═════ TEXTE ═════
La débâcle

Dimanche 23 : l’attente dans la forêt continue. Ordre est reçu de détruire toutes les armes autres qu’individuelles et le matériel, sauf celui nécessaire au transport des troupes. Cela me fait mal au cœur de voir l’intérieur de nos camions ateliers démoli à la masse. Un peu plus loin, des artilleurs brûlent de la poudre, ce qui fait une magnifique flambée. Au cours d’une liaison vers le GR 15, je vois sur la route d’autres artilleurs qui basculent dans le ravin des pièces de 75 qui n’ont pas tiré un seul coup. Quelle pitié !

Une escouade d’Allemands apparaît et traverse les bivouacs ; prise de possession symbolique. Quelques temps après un petit groupe vient vers moi et me dit qu’il faut leur fournir deux motos side-car. La rage au cœur je les laisse choisir ce qu’il leur faut parmi nos motos.

Dans la soirée le GRCA 15 me fait savoir que le départ des troupes est prévu pour le lendemain, les unités se formant en colonne sur la route, direction des Rouges-Eaux. Le GRCA 15, et nous par conséquent, passerons les derniers.

Lundi 24 : préparatifs de départ. Vers la fin de la matinée, nous nous engageons sur la route encore très embouteillée. Les unités s’écoulant extrêmement lentement, nous ne sommes au col que vers midi et mettons toute la fin de la journée à redescendre vers les Rouges-Eaux. Le temps qui jusque là était beau se couvre et devient gris, donnant quelques ondées. Bivouac en colonne sur la route à l’entrée des Rouges-Eaux, à côté d’un pré couvert de débris de toutes sortes : masques à gaz à demi brûlés, gamelles, casques etc. tout ce dont les fantassins, voulant s’alléger au maximum, se sont débarrassés. La roulante réussit encore à fournir un souper bien chaud, ce qui est rudement agréable, car la température s’est bien rafraîchie dans ce vallon à la suite des pluies.

Mardi 25 au matin, liaison avec le Colonel A. à la mairie des Rouges-Eaux. Je trouve un vieillard complètement effondré, triste spectacle de ce qui devrait être un chef ! Ordres : nous allons partir dans la journée par le col du Haut-Jacques, vers Saint-Dié, puis suivre les indications de nos gardiens, qui jalonneront l’itinéraire. Vers 10 h en effet, les unités devant nous s’ébranlent, et nous traversons les Rouges-Eaux pour gagner la route nationale. Un pré à la sortie du village est couvert de chevaux crevés que des paysans sont en train d’enterrer. Nous commençons à monter vers le Haut-Jacques. Tout le long de la route le spectacle est lamentable : du matériel abandonné, des cantines éventrées, des pièces d’artillerie, des munitions, des ambulances toute neuves, des appareils d’optique, télémètres etc. écrasés dans les fossés. Au tournant du col, nous trouvons un grand parc de véhicules abandonnés. Puis c’est la descente sur Saint-Dié par une route magnifique, avec de superbes échappées sur la vallée, et qui aurait été si belle en d’autres circonstances.
═════ DONNÉES FOURNIES ═════
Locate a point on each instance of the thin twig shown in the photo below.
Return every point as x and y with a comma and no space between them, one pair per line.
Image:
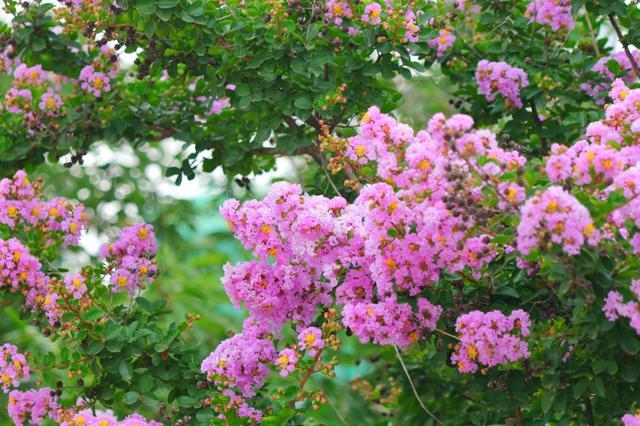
625,45
593,34
589,410
519,416
308,374
415,392
446,333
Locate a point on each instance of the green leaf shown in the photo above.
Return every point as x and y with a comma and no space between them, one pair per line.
94,348
580,387
167,4
303,102
130,397
629,345
146,7
125,369
185,401
145,304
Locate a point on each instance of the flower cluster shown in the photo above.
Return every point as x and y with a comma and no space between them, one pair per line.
598,90
38,95
241,361
500,77
21,272
75,285
555,217
287,360
442,42
390,322
490,339
131,259
615,307
366,257
94,82
20,205
88,418
400,20
32,406
584,163
556,13
631,419
13,367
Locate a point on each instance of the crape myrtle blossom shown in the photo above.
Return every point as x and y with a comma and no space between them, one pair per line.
20,272
20,205
87,417
287,360
584,163
310,339
94,82
32,406
131,259
338,10
366,257
243,360
500,78
556,13
490,339
615,307
372,14
75,285
631,419
442,42
598,90
557,217
13,367
353,17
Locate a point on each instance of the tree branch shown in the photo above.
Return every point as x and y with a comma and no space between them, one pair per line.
625,45
413,388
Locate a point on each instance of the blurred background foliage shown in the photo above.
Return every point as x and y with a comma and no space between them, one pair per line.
121,186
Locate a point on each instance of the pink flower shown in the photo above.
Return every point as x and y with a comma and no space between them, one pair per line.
131,258
500,77
310,339
13,367
338,10
557,215
242,360
217,106
631,419
490,339
443,42
93,82
556,13
372,14
75,285
615,307
50,101
32,406
286,362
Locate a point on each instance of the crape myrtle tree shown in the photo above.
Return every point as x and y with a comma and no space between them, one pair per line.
491,255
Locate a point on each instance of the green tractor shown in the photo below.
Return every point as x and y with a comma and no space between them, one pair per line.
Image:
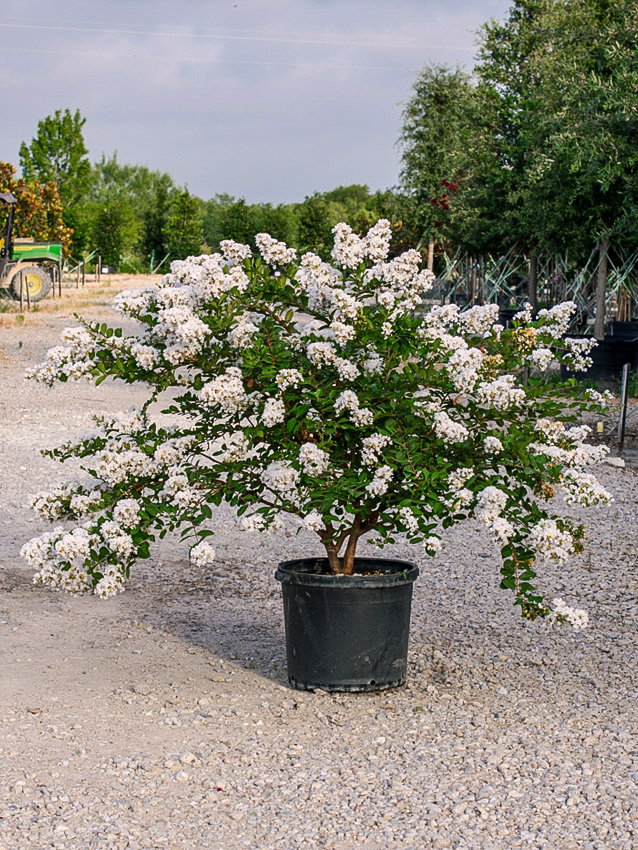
26,266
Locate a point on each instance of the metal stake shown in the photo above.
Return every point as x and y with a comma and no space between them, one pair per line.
623,408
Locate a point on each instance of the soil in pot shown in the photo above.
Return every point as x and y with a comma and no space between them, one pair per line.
347,633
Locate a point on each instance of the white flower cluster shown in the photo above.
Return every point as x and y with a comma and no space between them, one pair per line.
348,400
60,558
202,555
492,445
237,447
541,358
577,353
241,334
127,513
273,252
490,504
179,492
350,250
501,394
274,412
226,392
314,461
562,613
463,368
448,430
314,521
347,370
343,333
557,318
372,447
146,356
286,378
583,489
550,543
280,476
381,481
234,252
479,320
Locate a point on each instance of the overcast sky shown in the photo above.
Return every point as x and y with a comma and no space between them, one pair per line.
269,100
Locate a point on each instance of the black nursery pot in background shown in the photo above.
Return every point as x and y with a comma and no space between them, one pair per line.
609,356
347,633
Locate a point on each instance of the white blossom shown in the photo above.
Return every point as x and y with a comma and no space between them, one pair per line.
234,252
313,460
576,617
241,334
381,481
550,543
348,400
372,447
501,393
541,358
492,445
127,513
448,430
226,391
202,555
286,378
274,412
349,249
273,252
314,521
280,476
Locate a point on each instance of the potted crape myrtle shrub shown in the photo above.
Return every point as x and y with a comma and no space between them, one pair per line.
317,391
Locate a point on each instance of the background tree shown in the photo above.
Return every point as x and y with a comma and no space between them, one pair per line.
38,211
437,125
58,154
589,122
183,230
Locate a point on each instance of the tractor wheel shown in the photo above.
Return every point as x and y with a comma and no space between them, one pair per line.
35,278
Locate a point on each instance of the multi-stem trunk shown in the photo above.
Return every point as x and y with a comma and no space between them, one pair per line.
345,565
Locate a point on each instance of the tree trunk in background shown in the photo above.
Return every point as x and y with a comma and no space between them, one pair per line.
532,283
601,287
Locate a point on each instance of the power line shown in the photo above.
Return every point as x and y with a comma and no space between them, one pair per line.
217,37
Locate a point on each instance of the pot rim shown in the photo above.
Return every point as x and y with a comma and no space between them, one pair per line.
403,572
═════
» **CE QU'IL FAUT FAIRE**
Reproduisez à l'identique le passage du récit de la débâcle qui commence aux mots "Une escouade d’Allemands" et s'arrête après "passerons les derniers.".

» **RÉPONSE FINALE**
Une escouade d’Allemands apparaît et traverse les bivouacs ; prise de possession symbolique. Quelques temps après un petit groupe vient vers moi et me dit qu’il faut leur fournir deux motos side-car. La rage au cœur je les laisse choisir ce qu’il leur faut parmi nos motos.

Dans la soirée le GRCA 15 me fait savoir que le départ des troupes est prévu pour le lendemain, les unités se formant en colonne sur la route, direction des Rouges-Eaux. Le GRCA 15, et nous par conséquent, passerons les derniers.